--- Exercise description ---
Print the full set of records below, character for character and picture-free.

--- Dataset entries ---
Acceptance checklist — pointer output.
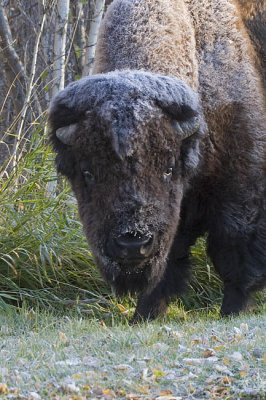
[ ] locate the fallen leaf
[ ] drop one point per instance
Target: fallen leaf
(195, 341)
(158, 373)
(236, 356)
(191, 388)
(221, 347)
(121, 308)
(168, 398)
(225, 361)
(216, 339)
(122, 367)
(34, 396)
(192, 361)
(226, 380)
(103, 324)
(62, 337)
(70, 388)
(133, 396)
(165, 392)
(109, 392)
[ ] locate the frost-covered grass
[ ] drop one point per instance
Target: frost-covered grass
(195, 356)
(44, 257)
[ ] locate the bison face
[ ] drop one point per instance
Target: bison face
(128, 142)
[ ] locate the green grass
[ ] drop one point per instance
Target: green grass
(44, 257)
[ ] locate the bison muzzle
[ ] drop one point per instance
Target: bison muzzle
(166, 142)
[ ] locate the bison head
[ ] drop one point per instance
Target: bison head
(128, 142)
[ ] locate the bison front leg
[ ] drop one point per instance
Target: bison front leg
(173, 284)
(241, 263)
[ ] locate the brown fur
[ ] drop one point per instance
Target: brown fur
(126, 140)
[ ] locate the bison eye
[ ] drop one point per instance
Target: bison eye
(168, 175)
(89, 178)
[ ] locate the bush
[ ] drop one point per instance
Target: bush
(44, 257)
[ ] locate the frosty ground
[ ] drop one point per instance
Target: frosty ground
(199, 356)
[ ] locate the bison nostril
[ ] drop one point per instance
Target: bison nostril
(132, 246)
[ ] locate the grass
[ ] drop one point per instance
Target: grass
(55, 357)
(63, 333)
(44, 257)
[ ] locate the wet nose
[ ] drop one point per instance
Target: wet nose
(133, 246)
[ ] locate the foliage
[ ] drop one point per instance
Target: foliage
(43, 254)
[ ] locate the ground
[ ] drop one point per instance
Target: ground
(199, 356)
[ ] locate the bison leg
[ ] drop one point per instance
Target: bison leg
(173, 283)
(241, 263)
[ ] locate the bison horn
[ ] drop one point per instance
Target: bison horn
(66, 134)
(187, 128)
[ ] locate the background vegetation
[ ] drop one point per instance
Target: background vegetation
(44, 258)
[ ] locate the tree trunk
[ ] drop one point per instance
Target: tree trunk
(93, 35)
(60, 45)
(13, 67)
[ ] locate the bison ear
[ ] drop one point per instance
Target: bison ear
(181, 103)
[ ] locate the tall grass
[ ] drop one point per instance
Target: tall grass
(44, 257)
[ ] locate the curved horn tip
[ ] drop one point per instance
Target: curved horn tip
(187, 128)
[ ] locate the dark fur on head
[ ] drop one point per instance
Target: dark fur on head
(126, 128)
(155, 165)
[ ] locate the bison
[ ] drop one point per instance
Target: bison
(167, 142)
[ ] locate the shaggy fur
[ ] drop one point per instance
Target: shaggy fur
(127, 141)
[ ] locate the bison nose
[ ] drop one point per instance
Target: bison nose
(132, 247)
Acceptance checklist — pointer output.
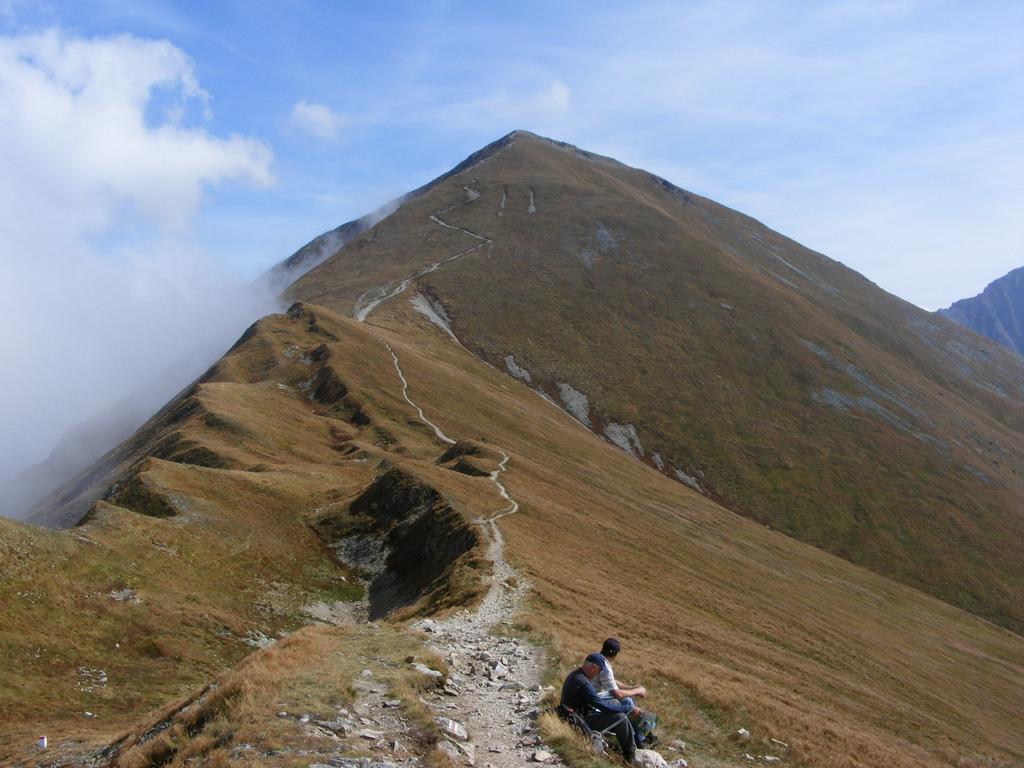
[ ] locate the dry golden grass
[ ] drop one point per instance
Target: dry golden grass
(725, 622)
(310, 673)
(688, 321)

--- Exercise result ---
Acceptance checklist — pointer output.
[ ] locate the fallen leaf
[ ] drop one point per instance
Target: fallen leaf
(195, 341)
(158, 373)
(236, 356)
(191, 388)
(221, 347)
(121, 308)
(168, 398)
(225, 361)
(216, 339)
(122, 367)
(34, 396)
(192, 361)
(226, 380)
(103, 324)
(62, 337)
(70, 388)
(133, 396)
(165, 392)
(109, 392)
[ ] locate the frost-covered grass
[ ] drop one point per instance
Target: frost-covered grass
(195, 356)
(44, 257)
[ ] locate the bison face
[ ] drop one point per instance
Target: bison face
(128, 142)
[ ] locate the green grass
[ ] drop one point per instance
Target: green grass
(44, 257)
[ ] locate the bison muzzle
[ ] drop one point per instance
Target: bison muzzle
(166, 142)
[ ] locate the bison head
[ ] drop one point per instance
Target: bison head
(128, 142)
[ ] locate the bison front leg
[ ] drop one point per instance
Target: bison front leg
(173, 284)
(241, 263)
[ ] locate the brown fur
[ ] drop one point per instance
Target: brown fur
(126, 140)
[ ] locate the bison eye
[ ] drop one point per instance
Target: bison eye
(168, 175)
(89, 178)
[ ] locate the bush
[ ] drop one point per instance
Target: bush
(44, 257)
[ ] locate the frosty ground
[ ] drop one point per instance
Target: frosty ground
(199, 356)
[ ] locate the bison nostril
[ ] drop one point per instance
Target: bison nostril
(132, 246)
[ ] locate the grass
[ ] drop one point per instance
Target: grass
(55, 357)
(63, 333)
(44, 257)
[ ] locate the wet nose
[ ] drop one point per instance
Target: wet nose
(133, 246)
[ ] locate the foliage
[ ] drop one point per instance
Target: foliage
(43, 254)
[ ] locate the ground
[ ] drop one point per instance
Target: ground
(199, 356)
[ ] locate the bison leg
[ ] drop one point per instance
Target: bison leg
(173, 283)
(241, 263)
[ ] locate the bison horn
[ ] drop one point per instance
Target: bison horn
(66, 134)
(187, 128)
[ ] locate the background vegetation
[ ] drop one point per instance
Target: background vegetation
(44, 258)
[ ] locate the tree trunk
[ ] drop one point per instance
Target: tree trunk
(93, 35)
(60, 45)
(13, 67)
[ ] locate the bison ear
[ ] drop one point per instance
Target: bison ear
(181, 103)
[ ] locate the tall grass
[ ] drop one point per instance
Target: tall grass
(44, 257)
[ ] locate the curved horn tip
[ ] drop one point per instance
Target: curved horn tip
(187, 128)
[ ] locate the dark fur on head
[ ] drop one point per instance
Target: dark fur on head
(126, 128)
(155, 165)
[ ] locate the bison
[ ] drop one point per instance
Target: bison
(167, 142)
[ ] locate the shaggy fur
[ ] drop one point per instance
Target: shaggy fur
(127, 141)
[ ] locate the bison nose
[ ] drop one point per instance
Target: bison nose
(132, 247)
Acceptance checklist — pointer output.
[ ] locate the dry golden grass
[ ] drop one point per instance
Target: dry golden grass
(725, 622)
(310, 673)
(688, 321)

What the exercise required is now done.